◆ Data entries ◆
- - - -
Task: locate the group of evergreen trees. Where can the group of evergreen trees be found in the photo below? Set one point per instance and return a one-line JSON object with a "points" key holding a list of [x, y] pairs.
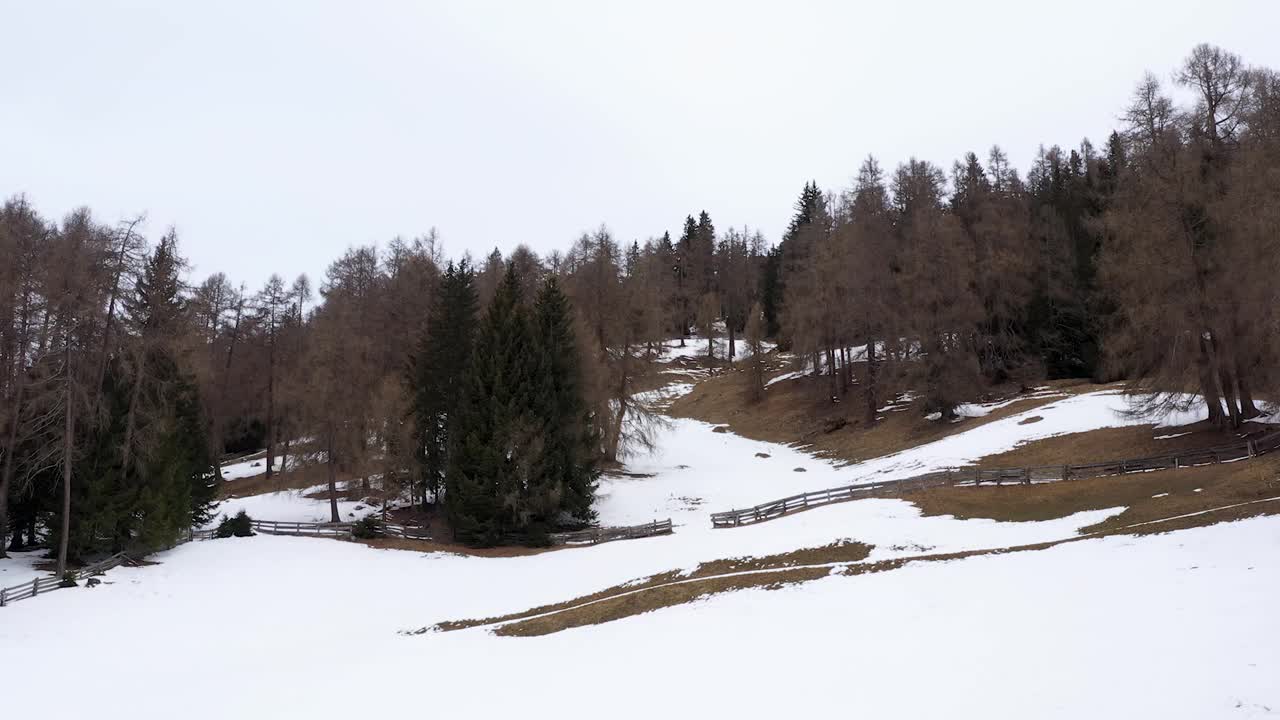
{"points": [[1153, 259], [501, 418], [104, 425]]}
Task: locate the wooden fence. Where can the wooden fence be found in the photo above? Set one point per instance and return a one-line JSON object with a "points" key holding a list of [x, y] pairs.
{"points": [[594, 536], [40, 586], [1242, 450]]}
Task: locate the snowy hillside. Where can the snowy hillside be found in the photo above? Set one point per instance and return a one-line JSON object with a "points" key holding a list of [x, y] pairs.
{"points": [[1176, 625]]}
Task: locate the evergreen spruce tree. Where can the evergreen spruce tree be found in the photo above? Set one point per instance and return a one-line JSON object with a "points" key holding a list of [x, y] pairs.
{"points": [[438, 369], [487, 486], [147, 472], [565, 474]]}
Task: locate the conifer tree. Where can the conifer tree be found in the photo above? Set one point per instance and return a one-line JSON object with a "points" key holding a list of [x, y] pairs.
{"points": [[565, 474], [440, 363], [487, 482]]}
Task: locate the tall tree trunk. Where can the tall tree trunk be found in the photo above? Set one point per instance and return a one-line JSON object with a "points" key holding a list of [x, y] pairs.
{"points": [[835, 376], [872, 405], [270, 408], [12, 437], [1219, 358], [333, 477], [615, 437], [68, 458], [1208, 386], [1247, 406]]}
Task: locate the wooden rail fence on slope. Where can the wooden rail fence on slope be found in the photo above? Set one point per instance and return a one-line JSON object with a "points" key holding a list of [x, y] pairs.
{"points": [[1242, 450], [594, 536], [590, 536], [40, 586]]}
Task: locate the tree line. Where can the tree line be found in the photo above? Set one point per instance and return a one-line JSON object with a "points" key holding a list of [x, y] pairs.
{"points": [[498, 388]]}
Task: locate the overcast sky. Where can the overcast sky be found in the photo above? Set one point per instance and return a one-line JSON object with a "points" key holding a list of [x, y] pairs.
{"points": [[275, 135]]}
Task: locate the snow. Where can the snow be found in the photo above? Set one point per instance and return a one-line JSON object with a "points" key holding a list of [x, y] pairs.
{"points": [[695, 347], [292, 506], [250, 468], [784, 377], [1008, 636], [21, 566], [1086, 629]]}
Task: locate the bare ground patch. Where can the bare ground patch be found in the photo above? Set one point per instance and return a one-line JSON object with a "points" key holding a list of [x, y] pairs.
{"points": [[844, 551], [799, 411], [1146, 496]]}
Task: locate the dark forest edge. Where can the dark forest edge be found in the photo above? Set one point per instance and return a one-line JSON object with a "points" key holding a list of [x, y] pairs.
{"points": [[499, 390]]}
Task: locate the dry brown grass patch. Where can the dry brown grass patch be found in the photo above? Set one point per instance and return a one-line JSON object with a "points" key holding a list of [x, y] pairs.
{"points": [[1110, 443], [799, 413], [1219, 486], [656, 598], [842, 551]]}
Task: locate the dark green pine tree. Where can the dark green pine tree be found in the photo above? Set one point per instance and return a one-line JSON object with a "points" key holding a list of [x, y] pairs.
{"points": [[147, 472], [488, 481], [771, 291], [565, 474], [437, 369]]}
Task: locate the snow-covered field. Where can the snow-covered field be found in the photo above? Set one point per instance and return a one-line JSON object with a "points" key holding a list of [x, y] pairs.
{"points": [[292, 506], [1178, 625], [250, 468], [19, 568]]}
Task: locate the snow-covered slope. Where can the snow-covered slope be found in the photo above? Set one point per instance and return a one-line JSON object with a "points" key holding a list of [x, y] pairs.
{"points": [[1178, 625]]}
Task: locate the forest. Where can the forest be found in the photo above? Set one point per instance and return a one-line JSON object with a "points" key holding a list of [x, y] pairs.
{"points": [[498, 388]]}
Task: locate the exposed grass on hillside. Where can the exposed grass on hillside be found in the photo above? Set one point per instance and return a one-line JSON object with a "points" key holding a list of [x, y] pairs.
{"points": [[844, 551], [1156, 502], [1176, 490], [1110, 443], [798, 411]]}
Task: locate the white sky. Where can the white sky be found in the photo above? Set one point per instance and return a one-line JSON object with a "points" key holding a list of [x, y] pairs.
{"points": [[275, 135]]}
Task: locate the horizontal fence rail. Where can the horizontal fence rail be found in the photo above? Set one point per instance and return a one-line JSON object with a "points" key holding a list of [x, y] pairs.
{"points": [[1249, 447], [40, 586], [590, 536], [312, 529], [594, 536]]}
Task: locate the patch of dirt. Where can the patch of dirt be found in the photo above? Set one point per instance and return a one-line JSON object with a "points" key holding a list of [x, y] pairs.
{"points": [[1219, 484], [1109, 443], [799, 411], [453, 548], [842, 551], [656, 598]]}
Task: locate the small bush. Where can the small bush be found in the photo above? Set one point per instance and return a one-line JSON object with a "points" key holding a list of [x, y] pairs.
{"points": [[241, 527], [366, 528]]}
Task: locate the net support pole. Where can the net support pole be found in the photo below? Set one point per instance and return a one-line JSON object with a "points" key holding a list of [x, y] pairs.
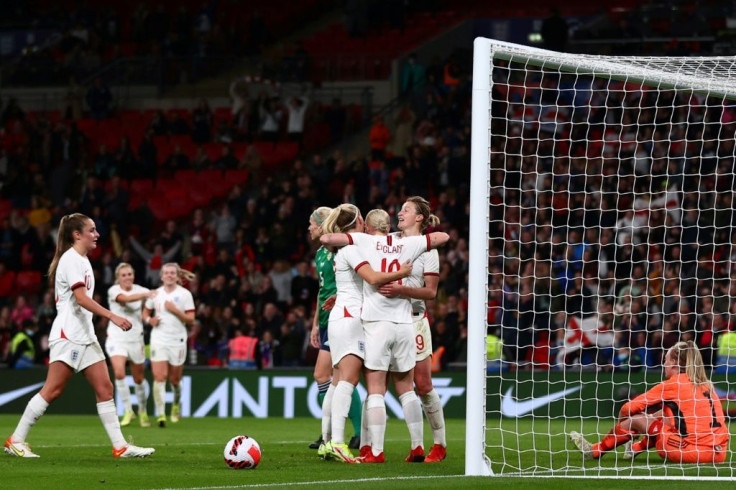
- - - -
◆ YOUR OBJECTIVE ◆
Count the lines in the entries above that contain the string "rail", treating uppercase and lowercase as different. Reply with the number only.

◆ COMPLETED TASK ◆
2